── Daftar Item ──
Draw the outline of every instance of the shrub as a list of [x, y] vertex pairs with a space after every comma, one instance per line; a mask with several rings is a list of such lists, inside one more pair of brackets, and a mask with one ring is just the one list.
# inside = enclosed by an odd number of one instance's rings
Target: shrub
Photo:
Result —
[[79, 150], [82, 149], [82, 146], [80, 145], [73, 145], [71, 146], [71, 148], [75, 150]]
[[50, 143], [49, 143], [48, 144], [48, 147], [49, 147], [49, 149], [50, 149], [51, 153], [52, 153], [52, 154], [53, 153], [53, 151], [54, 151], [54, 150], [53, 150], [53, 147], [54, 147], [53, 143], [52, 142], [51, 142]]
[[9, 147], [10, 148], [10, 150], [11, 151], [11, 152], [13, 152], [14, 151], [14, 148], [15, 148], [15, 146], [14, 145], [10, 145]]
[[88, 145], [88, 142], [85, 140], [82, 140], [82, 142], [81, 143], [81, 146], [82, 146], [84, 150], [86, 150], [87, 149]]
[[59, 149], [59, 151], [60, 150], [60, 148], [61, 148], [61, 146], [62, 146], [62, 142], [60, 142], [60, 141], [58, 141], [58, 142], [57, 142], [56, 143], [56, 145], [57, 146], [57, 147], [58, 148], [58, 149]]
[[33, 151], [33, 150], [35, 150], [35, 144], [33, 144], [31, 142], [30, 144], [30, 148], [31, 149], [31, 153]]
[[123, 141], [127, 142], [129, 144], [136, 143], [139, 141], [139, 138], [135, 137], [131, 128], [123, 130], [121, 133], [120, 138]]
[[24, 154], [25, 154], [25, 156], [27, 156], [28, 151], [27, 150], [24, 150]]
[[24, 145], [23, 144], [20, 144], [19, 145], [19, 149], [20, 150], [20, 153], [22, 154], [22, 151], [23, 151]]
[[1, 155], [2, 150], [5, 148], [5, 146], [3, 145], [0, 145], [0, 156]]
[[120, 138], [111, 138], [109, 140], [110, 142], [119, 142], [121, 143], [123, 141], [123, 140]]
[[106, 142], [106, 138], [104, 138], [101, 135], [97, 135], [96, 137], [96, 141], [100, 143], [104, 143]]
───
_Permintaan_.
Tukar setiap "shrub" dengan "bush" di semua item, lalu tuliskan kembali baris-baris tersebut tanpa perubahan lain.

_Hasil_.
Draw the outline of every instance of the bush as a list of [x, y] vertex pairs with a space after every comma, one instance per line; a mask with several rings is a list of such lists, inside one more pair of brackets, and a mask with one ring is just the one list.
# inside = enclosed by an odd number of one instance's rings
Target: bush
Photo:
Result —
[[79, 150], [82, 149], [82, 146], [80, 145], [73, 145], [71, 146], [71, 148], [75, 150]]
[[50, 143], [49, 143], [48, 144], [48, 147], [49, 147], [49, 149], [50, 149], [51, 153], [52, 153], [52, 154], [53, 153], [53, 151], [54, 151], [54, 150], [53, 150], [53, 147], [54, 147], [53, 143], [52, 142], [51, 142]]
[[9, 147], [10, 148], [10, 150], [11, 151], [11, 152], [13, 152], [14, 151], [14, 148], [15, 148], [15, 146], [14, 145], [10, 145]]
[[88, 145], [88, 142], [85, 140], [82, 140], [82, 142], [81, 143], [81, 146], [82, 146], [84, 150], [86, 150], [87, 149]]
[[59, 149], [59, 151], [60, 150], [60, 148], [61, 148], [61, 146], [62, 146], [62, 142], [60, 142], [60, 141], [58, 141], [58, 142], [57, 142], [56, 143], [56, 145], [57, 146], [57, 147], [58, 148], [58, 149]]
[[33, 151], [33, 150], [35, 150], [35, 144], [33, 144], [31, 142], [30, 144], [30, 148], [31, 149], [31, 153]]
[[123, 141], [127, 142], [129, 144], [136, 143], [139, 141], [139, 138], [135, 137], [131, 128], [123, 130], [121, 133], [120, 138]]
[[24, 154], [25, 154], [25, 156], [27, 156], [28, 151], [27, 150], [24, 150]]
[[24, 145], [23, 144], [20, 144], [19, 145], [19, 149], [20, 150], [20, 153], [22, 154], [22, 151], [23, 151]]
[[1, 155], [2, 150], [5, 148], [5, 146], [3, 145], [0, 145], [0, 156]]
[[120, 138], [111, 138], [109, 140], [110, 142], [119, 142], [121, 143], [123, 141], [123, 140]]
[[106, 142], [106, 138], [104, 138], [101, 135], [97, 135], [96, 137], [96, 141], [100, 143], [104, 143]]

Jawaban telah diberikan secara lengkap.